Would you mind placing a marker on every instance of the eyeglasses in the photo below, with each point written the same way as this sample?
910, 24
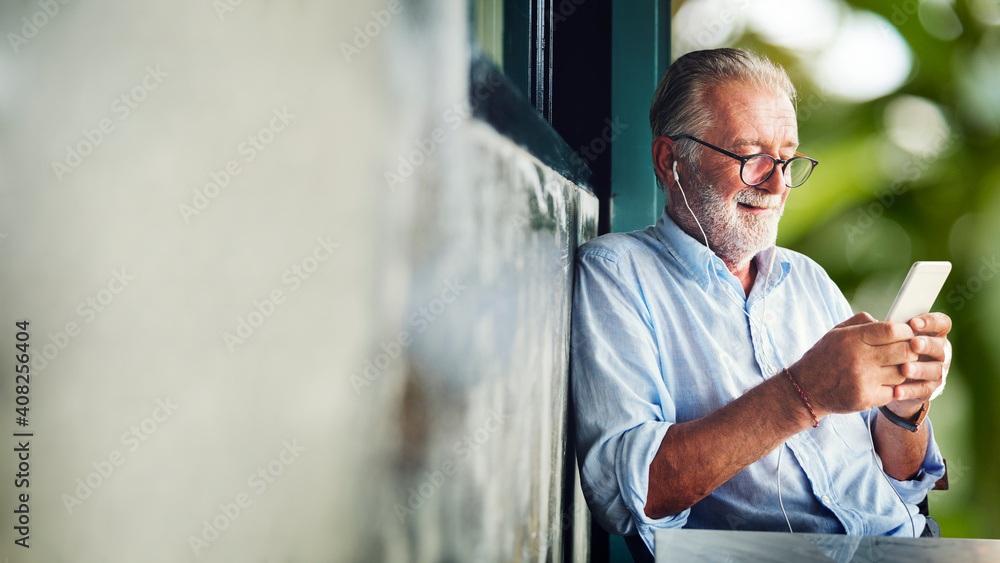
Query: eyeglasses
755, 169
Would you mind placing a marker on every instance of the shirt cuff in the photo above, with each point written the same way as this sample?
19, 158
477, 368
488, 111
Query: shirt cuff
914, 490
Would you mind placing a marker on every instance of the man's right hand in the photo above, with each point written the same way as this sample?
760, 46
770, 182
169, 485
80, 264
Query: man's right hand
855, 366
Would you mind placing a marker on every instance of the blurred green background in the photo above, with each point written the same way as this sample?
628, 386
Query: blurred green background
900, 103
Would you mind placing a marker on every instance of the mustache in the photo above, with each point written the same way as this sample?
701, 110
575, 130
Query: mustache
755, 198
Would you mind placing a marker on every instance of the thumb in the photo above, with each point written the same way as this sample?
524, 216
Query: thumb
861, 318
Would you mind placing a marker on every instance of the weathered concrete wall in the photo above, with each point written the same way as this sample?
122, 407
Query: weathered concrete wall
248, 344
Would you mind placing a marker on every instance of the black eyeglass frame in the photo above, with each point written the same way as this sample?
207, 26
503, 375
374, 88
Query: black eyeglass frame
744, 159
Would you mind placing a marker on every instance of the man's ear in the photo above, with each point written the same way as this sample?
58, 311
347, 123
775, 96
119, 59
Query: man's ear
663, 161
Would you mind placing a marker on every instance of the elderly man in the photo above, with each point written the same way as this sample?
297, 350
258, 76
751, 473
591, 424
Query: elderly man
722, 382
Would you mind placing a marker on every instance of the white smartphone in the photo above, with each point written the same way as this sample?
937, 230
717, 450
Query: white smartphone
919, 290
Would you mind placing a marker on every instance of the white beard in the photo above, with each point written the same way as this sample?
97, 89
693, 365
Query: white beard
733, 234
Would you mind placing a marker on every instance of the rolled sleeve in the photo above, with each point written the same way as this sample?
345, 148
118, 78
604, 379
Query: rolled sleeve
634, 457
621, 406
914, 490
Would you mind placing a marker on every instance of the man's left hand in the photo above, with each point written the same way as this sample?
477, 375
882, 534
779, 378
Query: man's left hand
925, 376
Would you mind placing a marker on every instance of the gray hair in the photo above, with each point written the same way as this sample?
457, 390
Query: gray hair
678, 106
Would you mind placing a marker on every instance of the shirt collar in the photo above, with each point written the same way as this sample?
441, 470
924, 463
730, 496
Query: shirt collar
698, 260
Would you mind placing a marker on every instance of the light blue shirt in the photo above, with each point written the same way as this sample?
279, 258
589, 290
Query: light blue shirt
661, 335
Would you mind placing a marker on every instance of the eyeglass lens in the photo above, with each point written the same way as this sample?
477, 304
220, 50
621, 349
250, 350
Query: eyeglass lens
757, 169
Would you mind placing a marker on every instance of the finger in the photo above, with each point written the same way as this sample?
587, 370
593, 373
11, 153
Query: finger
879, 334
916, 389
934, 347
894, 354
924, 371
932, 323
858, 319
944, 376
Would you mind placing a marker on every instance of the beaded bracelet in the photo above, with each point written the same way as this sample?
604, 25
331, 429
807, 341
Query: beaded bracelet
804, 398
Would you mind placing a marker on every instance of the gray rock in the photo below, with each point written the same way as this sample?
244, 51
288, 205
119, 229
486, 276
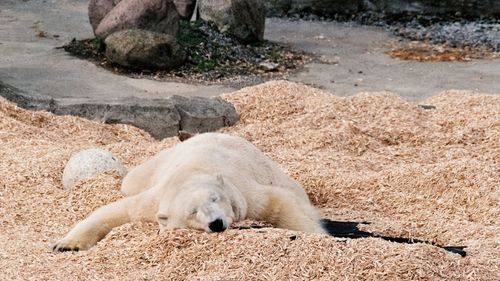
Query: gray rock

____

DESCRIPTION OF THE TASK:
Copy the stretch of records from the line containing "of the beaded" through the end of the records, requests included, and offset every number in the answer coordinates by -111. Leave the pictures out.

THE ANSWER:
Would you mind placing a marker on every instance of the beaded bracelet in the photo above, with each point written the same way as this sample?
604, 25
331, 429
807, 341
Query: beaded bracelet
693, 287
Would you mind placing a marker on every instance of the gray rock in the photo below, with each point written the same way as this sample?
244, 51
288, 205
119, 229
486, 276
Query: gray rock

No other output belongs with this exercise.